> **Referring expression data**:
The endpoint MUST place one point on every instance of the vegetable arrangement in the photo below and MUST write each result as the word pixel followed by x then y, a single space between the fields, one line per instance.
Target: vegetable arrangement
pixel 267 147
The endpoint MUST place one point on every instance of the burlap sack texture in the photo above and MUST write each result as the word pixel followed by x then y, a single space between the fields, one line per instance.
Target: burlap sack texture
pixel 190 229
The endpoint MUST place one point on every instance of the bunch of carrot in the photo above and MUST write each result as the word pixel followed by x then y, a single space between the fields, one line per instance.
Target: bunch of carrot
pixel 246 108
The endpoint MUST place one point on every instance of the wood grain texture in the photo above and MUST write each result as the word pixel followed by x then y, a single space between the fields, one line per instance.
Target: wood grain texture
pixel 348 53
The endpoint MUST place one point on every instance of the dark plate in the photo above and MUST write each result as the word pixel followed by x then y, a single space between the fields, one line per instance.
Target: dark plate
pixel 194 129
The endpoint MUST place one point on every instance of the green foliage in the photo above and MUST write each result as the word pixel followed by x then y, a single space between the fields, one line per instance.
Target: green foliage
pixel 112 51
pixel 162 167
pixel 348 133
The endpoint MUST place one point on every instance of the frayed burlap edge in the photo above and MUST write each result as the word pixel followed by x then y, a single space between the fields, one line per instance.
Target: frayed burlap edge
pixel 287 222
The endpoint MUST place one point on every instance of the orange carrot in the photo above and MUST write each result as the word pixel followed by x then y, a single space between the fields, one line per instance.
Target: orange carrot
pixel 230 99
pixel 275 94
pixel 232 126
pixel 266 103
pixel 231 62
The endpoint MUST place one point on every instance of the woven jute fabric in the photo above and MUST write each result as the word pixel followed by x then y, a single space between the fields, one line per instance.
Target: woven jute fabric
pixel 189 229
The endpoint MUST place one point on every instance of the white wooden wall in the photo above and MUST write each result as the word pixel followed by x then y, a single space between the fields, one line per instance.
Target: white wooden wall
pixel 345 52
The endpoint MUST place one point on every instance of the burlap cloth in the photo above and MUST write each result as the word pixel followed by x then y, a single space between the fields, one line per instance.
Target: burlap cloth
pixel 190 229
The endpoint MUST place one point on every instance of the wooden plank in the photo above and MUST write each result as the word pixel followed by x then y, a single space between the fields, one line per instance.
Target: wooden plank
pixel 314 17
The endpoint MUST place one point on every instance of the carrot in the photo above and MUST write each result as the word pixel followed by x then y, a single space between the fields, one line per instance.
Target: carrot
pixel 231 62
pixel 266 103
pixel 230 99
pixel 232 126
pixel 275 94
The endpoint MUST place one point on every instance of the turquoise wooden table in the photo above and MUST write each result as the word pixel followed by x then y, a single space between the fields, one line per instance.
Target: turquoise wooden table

> **Problem description**: Reproduce each line of the data without any change.

> **Solution to this problem**:
The endpoint MUST place one point on every instance of the vegetable arrangement in the photo below and MUST write each result as the word pixel followed by x then y, a single space between the fields, one line per instance.
Target: vegetable arrangement
pixel 267 147
The endpoint MUST place one point on every instance of the burlap sack texture in the photo above and MUST write each result as the word pixel followed by x then y, a single space between the fields, one line per instance.
Target: burlap sack texture
pixel 190 229
The endpoint MUST place one point on every instance of the bunch of carrot in the photo above and MUST write each result as the word pixel followed by x then y, a single space between the fields, one line per instance.
Target: bunch of carrot
pixel 246 108
The endpoint MUST place one point on every instance of the wood grain texture in the photo above and MUST write each result as the word pixel followed by x then y, a single space between the fields, one line per instance.
Target: wood grain texture
pixel 348 53
The endpoint MUST place one point on every instance of the dark plate in the photo above and MUST write each result as the word pixel followed by x then y, a single space between the fields, one line per instance.
Target: dark plate
pixel 194 129
The endpoint MUST place one point on every instance of the green foliage in the photo above and MUST write each result as the word pixel followed by x then y, a single space between the fields, one line per instance.
Target: green foliage
pixel 112 51
pixel 162 167
pixel 348 133
The endpoint MUST place one point on every instance of the frayed burlap edge in the photo above and MUST write each result as the word pixel followed by x then y, a single space between the fields, one line per instance.
Target: frayed burlap edge
pixel 287 222
The endpoint MUST place one point on every instance of the orange carrot in the photo above and MUST write each result as the word pixel followed by x then y, a single space between the fields, one line per instance.
Target: orange carrot
pixel 230 99
pixel 275 94
pixel 232 126
pixel 266 103
pixel 231 62
The endpoint MUST place one point on every instance of the woven jute fabric in the photo above and MUST write each result as the word pixel followed by x then y, a single space between the fields, one line per instance.
Target: woven jute fabric
pixel 189 229
The endpoint MUST place one point on every instance of the white wooden wall in the photo above and MUST write each result as the word pixel followed by x then y, a single space between the fields, one line per instance.
Target: white wooden wall
pixel 345 52
The endpoint MUST place one point on every instance of the burlap cloth in the photo above and MUST write each result as the word pixel followed by x then y, a single space between the fields, one line per instance.
Target: burlap cloth
pixel 190 229
The endpoint MUST place one point on every instance of the wooden plank in the photo above and MUST write each result as the word pixel followed by x then y, a single space between the fields, one line per instance.
Target: wooden plank
pixel 314 17
The endpoint MUST place one point on every instance of the carrot in the photo above and MUST write each result as the word pixel followed by x then y, a single space between the fields, one line per instance.
Target: carrot
pixel 231 62
pixel 266 103
pixel 230 99
pixel 232 126
pixel 275 94
The endpoint MUST place one point on every instance of the turquoise wooden table in the photo above and MUST write each result as the word pixel followed by x then y, a single space between the fields, one line per instance.
Target: turquoise wooden table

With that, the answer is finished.